Everything from the line with "of the spray" to the end of the data should be restated word for word, and nothing before it.
****************
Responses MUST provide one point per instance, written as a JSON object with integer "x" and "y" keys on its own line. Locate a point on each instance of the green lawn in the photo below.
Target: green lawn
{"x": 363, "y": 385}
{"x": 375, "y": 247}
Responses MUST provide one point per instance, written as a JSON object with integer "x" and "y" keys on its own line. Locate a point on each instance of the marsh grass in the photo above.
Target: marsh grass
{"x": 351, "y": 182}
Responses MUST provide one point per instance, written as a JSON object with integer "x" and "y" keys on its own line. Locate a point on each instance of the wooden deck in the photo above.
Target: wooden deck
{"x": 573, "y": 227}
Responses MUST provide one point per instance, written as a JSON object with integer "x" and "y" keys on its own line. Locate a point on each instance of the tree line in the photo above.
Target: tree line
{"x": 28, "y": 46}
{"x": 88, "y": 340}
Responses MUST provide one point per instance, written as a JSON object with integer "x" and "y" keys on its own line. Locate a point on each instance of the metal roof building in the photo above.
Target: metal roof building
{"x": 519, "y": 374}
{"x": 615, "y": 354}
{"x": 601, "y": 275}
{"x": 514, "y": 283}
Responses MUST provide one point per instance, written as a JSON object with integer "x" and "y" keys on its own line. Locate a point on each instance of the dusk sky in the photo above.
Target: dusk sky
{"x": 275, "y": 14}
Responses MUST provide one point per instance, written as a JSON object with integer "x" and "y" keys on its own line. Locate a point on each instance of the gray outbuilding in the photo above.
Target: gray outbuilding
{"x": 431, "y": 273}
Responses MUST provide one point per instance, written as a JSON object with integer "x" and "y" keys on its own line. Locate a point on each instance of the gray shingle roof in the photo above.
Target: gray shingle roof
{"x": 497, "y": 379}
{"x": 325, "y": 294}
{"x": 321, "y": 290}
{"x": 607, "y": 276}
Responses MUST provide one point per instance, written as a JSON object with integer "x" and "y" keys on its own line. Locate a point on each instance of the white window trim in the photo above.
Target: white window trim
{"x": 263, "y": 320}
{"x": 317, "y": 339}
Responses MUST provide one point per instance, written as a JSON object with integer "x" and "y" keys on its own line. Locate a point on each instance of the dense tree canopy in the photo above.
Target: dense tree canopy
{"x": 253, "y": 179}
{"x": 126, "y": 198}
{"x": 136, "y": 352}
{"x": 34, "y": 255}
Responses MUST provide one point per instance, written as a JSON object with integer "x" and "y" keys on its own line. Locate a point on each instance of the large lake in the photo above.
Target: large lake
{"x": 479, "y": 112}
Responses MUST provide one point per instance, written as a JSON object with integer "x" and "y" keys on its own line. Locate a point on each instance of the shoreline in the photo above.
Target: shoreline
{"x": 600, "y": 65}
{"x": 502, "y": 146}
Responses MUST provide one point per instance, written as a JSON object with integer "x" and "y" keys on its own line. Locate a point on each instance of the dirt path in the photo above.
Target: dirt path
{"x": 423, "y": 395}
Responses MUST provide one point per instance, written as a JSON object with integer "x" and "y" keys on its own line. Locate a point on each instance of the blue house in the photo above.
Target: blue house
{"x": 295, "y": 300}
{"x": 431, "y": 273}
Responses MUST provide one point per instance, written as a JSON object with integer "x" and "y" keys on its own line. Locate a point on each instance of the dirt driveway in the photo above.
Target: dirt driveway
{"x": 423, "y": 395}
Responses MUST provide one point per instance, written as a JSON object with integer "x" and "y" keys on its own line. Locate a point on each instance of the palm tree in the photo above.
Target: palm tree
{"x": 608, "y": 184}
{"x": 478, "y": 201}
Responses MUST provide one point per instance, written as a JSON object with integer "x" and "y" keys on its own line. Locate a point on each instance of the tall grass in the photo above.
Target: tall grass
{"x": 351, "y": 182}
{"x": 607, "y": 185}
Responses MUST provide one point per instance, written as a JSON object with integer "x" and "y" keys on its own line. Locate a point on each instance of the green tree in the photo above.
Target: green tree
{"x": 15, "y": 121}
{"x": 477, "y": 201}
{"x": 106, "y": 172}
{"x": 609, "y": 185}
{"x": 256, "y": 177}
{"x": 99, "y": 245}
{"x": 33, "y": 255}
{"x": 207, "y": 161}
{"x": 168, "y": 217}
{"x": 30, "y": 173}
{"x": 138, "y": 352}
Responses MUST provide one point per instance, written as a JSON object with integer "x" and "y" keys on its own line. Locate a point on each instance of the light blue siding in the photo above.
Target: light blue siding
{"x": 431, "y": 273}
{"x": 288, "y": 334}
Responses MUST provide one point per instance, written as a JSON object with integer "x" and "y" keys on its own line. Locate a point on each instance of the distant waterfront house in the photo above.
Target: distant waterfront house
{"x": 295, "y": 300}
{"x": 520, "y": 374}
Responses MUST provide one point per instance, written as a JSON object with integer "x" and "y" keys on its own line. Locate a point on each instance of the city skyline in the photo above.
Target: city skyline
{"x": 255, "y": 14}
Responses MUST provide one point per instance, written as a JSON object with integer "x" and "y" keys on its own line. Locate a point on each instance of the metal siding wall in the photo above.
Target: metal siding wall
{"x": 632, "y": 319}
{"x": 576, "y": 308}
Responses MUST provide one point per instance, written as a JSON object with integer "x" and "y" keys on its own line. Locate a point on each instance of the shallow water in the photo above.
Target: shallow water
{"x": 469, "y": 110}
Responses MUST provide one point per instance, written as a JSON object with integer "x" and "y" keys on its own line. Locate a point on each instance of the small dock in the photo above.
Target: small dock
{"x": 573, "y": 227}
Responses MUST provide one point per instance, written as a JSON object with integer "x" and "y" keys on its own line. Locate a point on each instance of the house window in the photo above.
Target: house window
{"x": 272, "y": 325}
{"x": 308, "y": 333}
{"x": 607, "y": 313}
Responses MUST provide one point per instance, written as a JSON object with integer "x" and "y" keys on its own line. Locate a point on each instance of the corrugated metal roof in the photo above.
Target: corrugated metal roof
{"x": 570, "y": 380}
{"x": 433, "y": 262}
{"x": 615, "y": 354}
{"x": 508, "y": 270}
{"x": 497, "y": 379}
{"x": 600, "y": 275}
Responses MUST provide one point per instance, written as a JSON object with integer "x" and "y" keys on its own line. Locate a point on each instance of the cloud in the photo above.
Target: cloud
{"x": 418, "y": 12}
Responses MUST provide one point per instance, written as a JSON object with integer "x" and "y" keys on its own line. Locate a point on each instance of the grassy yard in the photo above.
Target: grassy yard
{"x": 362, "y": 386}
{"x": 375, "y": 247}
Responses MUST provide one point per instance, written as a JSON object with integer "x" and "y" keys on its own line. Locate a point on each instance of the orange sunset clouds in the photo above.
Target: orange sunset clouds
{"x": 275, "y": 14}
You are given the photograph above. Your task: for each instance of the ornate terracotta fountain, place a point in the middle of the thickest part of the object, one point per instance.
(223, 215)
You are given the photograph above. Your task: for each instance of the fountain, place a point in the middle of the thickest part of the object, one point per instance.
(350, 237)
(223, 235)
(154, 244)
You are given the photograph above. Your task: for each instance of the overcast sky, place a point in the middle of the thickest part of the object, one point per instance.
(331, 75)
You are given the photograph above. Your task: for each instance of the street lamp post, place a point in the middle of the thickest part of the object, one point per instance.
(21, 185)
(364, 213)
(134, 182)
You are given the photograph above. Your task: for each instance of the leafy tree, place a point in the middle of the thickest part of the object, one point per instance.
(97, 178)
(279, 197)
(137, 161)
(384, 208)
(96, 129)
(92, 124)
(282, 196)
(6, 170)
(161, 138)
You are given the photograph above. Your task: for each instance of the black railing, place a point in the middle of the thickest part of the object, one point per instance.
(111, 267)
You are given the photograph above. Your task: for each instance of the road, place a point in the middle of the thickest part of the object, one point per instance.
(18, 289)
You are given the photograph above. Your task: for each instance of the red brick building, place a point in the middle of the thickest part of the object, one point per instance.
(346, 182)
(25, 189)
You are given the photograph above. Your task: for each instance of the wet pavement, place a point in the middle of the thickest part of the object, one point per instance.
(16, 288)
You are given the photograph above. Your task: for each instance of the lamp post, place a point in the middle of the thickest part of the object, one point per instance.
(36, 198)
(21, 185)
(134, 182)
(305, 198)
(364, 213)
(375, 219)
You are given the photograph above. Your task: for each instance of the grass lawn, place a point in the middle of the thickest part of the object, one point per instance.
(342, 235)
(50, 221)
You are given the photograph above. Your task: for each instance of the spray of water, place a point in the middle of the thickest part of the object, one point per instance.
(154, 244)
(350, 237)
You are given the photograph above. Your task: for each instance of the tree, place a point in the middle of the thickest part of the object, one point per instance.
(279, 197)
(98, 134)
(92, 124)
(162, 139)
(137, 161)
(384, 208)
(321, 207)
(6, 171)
****************
**Complete answer:**
You are given the photograph above. Your task: for each instance of the spray of water, place a point in the middle of the thickest part of the object, one point per instance.
(154, 244)
(350, 237)
You are given the photograph above. Your task: for each instance of the tree, place a point in the middle of the thickest part of the object, one point per instance.
(279, 197)
(98, 134)
(92, 124)
(162, 139)
(137, 161)
(384, 208)
(321, 207)
(6, 171)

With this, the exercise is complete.